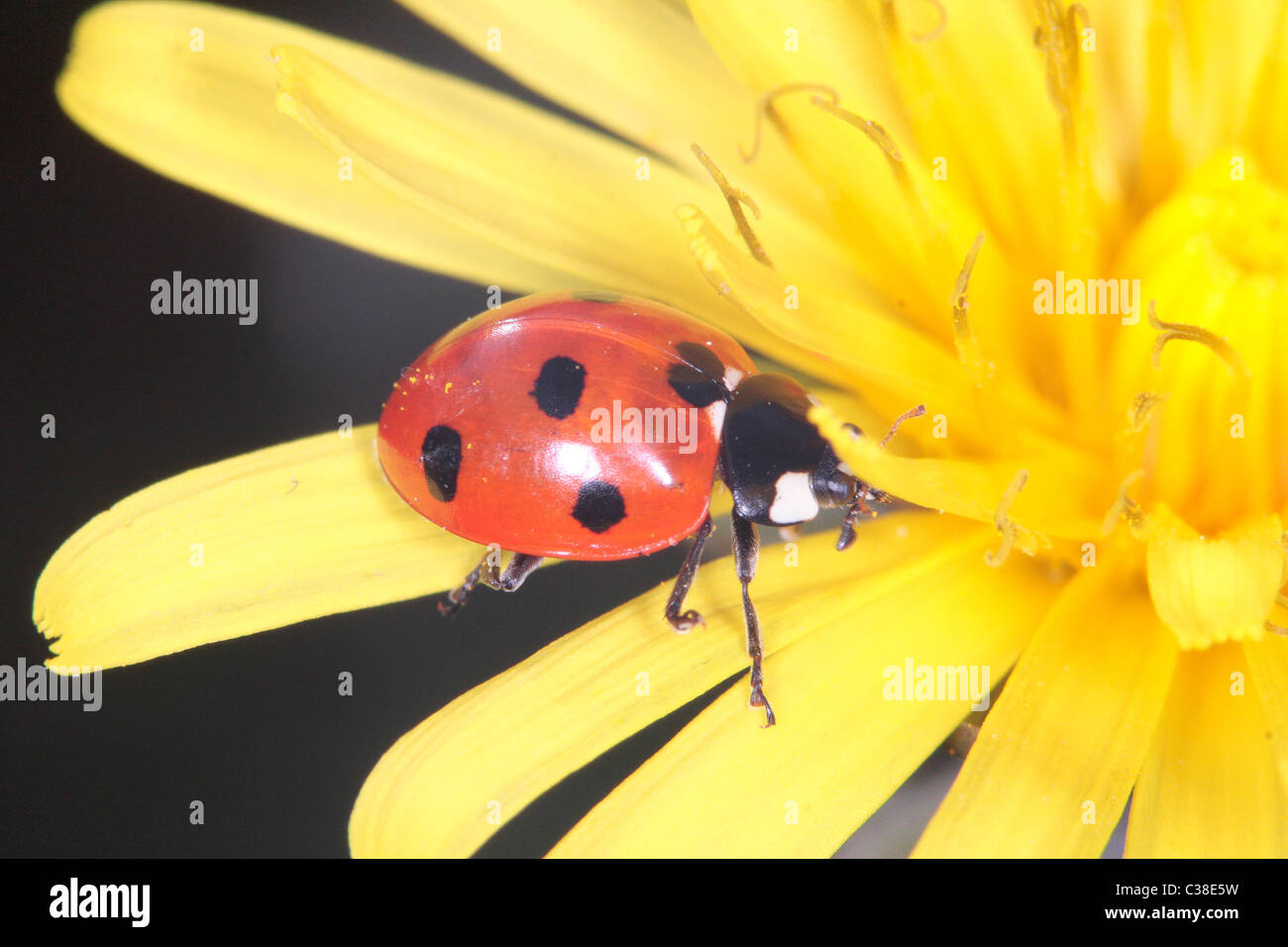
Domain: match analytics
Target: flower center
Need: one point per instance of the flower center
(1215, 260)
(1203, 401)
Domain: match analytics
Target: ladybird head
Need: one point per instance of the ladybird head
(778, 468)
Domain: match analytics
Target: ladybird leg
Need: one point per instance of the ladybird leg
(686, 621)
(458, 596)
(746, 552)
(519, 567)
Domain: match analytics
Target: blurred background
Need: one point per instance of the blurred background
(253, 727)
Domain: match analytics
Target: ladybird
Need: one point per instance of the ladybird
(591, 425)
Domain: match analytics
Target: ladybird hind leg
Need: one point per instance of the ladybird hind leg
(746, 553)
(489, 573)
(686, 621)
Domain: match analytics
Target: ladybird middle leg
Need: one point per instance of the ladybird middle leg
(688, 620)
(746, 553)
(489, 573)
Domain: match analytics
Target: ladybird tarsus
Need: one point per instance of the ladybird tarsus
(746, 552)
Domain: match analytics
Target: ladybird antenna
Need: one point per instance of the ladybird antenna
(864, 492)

****************

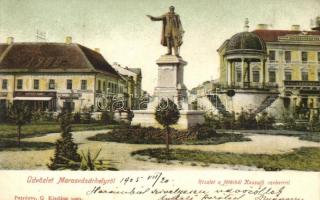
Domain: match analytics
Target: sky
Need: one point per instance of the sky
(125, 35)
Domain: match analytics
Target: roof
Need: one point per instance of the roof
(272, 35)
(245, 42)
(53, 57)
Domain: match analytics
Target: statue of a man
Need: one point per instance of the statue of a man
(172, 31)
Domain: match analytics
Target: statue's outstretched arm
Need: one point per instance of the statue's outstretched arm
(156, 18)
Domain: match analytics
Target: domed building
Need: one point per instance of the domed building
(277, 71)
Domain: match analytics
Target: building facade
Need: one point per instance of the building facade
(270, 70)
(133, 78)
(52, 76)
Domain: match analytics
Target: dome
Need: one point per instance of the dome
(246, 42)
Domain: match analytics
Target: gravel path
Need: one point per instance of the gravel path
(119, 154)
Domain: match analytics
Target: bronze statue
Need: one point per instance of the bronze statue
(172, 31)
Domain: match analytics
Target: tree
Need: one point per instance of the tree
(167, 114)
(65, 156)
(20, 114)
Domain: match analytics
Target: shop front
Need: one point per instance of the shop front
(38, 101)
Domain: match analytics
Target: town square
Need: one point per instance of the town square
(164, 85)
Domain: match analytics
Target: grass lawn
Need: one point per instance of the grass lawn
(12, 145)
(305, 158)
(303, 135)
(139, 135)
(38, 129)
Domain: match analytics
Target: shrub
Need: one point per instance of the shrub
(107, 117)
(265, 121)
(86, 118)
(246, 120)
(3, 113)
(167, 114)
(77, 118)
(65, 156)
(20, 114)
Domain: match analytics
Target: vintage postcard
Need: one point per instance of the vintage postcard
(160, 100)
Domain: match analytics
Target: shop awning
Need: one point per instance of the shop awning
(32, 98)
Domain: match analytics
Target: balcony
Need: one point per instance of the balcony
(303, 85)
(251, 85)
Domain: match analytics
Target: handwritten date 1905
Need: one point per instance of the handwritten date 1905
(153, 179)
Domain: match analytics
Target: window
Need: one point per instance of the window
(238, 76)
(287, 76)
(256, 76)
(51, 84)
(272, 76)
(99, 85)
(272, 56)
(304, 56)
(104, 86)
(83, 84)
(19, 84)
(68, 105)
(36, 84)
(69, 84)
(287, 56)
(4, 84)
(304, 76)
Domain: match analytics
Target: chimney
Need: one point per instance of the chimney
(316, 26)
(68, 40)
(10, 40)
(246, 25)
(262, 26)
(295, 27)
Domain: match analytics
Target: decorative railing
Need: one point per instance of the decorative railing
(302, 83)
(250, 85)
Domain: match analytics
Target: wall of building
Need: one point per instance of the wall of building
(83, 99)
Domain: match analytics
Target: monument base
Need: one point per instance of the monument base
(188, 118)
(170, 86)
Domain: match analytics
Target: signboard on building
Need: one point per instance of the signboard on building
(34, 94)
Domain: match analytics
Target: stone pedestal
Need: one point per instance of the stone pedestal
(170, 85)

****************

Pull out each line of the items above that contains the word "bronze", matching case exactly.

Target: bronze statue
Need: one point per instance of the bronze statue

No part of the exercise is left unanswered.